| Data for this exercise |
______________________________

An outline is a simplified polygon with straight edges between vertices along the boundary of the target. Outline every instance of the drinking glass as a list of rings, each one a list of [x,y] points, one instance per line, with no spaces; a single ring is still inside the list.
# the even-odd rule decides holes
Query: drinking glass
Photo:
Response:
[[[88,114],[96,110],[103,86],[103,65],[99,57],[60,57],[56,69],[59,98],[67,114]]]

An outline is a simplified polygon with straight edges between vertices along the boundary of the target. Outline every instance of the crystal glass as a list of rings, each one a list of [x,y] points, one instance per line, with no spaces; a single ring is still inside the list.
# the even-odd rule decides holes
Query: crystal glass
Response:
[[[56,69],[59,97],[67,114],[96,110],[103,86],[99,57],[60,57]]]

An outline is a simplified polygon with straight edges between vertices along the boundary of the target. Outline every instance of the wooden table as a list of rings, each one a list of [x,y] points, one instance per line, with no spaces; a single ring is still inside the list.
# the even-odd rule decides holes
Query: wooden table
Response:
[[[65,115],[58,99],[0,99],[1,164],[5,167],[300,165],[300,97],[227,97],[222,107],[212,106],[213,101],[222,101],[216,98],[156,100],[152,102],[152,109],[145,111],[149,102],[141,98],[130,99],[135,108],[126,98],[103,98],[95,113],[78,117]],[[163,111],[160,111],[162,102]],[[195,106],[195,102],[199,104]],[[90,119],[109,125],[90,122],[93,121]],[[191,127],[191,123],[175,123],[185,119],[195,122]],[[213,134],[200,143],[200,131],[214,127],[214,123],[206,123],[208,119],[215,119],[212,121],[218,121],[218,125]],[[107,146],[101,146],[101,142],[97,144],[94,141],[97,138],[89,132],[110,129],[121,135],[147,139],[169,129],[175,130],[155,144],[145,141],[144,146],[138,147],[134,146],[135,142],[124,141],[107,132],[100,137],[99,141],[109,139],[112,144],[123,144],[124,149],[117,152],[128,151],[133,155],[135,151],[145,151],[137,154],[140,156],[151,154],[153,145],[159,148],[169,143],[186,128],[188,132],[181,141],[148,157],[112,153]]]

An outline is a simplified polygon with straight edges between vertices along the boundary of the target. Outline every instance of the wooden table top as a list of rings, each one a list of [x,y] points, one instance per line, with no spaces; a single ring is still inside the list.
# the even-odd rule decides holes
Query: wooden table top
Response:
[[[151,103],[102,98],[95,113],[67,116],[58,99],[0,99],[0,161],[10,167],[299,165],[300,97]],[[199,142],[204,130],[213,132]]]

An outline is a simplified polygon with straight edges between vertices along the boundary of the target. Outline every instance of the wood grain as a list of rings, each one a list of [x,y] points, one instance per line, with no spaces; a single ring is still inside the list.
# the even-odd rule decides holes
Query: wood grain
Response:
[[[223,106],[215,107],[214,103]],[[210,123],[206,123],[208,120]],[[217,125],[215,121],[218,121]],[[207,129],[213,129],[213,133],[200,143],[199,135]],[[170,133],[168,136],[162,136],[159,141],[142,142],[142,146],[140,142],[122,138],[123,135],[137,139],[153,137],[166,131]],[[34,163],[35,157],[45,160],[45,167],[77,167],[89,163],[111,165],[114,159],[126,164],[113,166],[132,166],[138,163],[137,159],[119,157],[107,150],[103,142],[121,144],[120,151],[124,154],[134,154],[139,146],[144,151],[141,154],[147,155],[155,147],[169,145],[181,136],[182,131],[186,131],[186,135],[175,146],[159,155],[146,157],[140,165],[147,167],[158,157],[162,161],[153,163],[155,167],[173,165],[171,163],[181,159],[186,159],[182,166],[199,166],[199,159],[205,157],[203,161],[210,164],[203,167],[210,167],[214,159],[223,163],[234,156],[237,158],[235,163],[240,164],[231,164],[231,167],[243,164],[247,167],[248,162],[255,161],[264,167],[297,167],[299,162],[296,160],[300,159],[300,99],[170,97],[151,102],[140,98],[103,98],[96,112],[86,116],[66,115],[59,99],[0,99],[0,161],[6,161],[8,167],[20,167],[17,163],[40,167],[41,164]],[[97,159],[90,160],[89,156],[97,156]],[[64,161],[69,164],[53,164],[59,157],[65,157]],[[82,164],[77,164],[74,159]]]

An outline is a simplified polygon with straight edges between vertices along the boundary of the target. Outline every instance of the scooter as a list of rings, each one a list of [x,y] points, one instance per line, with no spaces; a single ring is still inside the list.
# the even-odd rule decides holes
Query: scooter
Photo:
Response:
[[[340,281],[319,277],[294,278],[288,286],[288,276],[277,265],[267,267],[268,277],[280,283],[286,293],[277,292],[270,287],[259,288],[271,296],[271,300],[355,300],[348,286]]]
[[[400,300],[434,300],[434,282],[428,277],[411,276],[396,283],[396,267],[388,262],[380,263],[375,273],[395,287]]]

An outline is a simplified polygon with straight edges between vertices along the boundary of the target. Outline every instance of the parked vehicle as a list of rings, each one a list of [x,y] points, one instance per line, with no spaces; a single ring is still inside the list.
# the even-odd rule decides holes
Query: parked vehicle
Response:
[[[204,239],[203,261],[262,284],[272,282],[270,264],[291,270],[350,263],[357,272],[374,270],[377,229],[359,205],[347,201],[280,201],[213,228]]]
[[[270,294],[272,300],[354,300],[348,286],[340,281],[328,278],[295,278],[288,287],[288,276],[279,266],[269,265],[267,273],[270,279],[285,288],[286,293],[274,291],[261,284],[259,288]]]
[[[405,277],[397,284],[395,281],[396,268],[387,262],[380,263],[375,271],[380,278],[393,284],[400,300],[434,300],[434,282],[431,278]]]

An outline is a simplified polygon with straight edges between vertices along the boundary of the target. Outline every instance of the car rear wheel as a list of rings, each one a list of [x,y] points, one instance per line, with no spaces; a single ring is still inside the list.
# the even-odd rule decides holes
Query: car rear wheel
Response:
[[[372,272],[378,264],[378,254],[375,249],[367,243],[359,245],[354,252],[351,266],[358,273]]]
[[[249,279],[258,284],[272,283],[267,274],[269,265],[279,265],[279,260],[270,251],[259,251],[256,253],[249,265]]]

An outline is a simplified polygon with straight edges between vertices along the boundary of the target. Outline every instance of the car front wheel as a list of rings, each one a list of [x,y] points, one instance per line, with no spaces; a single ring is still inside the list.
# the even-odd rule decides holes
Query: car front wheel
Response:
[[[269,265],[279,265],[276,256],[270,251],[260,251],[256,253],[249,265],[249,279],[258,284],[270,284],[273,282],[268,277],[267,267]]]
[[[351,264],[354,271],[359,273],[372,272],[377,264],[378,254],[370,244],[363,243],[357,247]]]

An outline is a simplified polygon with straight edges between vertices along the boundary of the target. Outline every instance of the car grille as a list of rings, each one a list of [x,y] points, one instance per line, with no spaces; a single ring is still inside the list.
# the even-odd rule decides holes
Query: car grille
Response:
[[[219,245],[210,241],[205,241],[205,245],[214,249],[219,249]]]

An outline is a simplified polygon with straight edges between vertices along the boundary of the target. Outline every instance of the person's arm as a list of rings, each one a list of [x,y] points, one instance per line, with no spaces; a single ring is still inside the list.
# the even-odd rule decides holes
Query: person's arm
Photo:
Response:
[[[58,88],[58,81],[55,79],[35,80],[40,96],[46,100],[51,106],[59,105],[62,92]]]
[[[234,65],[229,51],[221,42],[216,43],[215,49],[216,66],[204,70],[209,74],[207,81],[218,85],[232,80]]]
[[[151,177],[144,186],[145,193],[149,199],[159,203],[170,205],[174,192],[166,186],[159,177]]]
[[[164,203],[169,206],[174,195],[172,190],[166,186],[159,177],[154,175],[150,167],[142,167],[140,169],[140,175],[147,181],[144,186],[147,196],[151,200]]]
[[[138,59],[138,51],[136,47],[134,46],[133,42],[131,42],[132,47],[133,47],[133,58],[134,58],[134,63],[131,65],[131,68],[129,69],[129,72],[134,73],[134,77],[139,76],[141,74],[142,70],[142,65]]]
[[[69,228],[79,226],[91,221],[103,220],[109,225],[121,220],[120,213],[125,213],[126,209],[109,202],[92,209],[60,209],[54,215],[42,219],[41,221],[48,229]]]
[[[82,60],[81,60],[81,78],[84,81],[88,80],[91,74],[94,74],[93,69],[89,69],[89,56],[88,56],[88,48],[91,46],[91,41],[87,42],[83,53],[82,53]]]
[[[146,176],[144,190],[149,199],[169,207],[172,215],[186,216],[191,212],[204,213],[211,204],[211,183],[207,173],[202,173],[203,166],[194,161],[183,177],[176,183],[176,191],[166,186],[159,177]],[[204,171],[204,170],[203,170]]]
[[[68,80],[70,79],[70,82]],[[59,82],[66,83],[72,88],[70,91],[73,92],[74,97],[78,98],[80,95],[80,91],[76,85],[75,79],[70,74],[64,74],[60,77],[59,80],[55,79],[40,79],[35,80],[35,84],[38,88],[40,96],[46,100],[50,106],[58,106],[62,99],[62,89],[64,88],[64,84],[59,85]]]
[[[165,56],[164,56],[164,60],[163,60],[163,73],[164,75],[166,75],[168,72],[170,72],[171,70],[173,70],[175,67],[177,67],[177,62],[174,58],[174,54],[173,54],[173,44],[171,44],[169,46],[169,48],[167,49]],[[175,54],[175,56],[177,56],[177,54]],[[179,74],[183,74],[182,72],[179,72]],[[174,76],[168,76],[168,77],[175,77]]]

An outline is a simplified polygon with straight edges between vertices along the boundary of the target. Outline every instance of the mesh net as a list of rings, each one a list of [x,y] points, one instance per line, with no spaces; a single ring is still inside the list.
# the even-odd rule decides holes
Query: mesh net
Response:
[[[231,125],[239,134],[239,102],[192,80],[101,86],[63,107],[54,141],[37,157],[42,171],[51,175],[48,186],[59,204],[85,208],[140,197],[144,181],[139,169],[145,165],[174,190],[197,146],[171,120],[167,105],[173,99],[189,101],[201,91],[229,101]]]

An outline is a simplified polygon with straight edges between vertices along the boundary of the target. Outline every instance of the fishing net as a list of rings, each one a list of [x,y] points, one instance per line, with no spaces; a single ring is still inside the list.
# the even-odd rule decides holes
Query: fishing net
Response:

______________________________

| The task |
Lines that hold the word "mesh" are the ones to copy from the entries above.

| Result of this exercise |
An outline is a simplified polygon with straight edges between vertices along the boundary of the target. Outline every instance of the mesh net as a list of rings, each one a list of [x,y] points, one instance per line, with no spaces; a single ring is still inside the list.
Query: mesh net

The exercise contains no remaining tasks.